* _Input rows_
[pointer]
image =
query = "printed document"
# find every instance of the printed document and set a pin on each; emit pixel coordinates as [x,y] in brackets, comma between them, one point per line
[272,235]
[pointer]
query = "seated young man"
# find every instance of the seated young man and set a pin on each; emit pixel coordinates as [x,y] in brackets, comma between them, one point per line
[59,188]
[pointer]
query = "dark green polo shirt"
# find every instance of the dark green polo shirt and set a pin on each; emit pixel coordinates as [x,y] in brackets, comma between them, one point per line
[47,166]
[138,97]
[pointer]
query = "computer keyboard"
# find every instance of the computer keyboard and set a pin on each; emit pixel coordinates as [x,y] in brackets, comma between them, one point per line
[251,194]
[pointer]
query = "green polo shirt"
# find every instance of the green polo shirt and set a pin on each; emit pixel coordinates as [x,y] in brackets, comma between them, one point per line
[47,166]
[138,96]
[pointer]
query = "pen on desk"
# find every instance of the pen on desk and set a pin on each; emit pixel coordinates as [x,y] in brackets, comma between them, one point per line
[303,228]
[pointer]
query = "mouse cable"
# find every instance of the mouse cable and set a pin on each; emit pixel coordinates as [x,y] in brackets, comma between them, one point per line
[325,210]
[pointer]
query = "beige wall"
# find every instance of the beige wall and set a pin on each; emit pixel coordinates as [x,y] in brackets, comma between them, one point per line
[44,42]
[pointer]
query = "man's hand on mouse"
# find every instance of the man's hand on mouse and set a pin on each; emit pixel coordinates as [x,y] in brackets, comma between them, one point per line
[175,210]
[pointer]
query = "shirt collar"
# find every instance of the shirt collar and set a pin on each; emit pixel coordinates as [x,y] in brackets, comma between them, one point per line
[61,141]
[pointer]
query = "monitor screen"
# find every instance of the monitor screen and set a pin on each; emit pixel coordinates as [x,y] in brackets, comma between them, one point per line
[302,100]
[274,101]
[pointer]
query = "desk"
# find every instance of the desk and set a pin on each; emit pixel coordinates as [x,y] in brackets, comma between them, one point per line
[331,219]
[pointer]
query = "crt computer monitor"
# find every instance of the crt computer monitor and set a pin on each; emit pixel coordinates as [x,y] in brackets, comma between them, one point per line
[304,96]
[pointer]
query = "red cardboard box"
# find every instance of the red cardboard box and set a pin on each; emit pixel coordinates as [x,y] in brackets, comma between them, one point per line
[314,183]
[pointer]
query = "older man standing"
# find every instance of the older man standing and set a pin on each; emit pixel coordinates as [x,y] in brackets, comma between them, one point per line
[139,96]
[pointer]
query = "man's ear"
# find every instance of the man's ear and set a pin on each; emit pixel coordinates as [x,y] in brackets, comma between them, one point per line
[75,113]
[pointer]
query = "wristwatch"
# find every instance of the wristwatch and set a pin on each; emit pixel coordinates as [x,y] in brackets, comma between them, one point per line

* _Set task_
Locate every line in the items above that contains the word "keyboard" and copy each of those lines in full. Case counts.

* _Response to this exercise_
query = "computer keyboard"
# find every instance of the computer keyboard and set a pin on each; emit pixel coordinates as [x,y] in brackets, comma between them, one point per line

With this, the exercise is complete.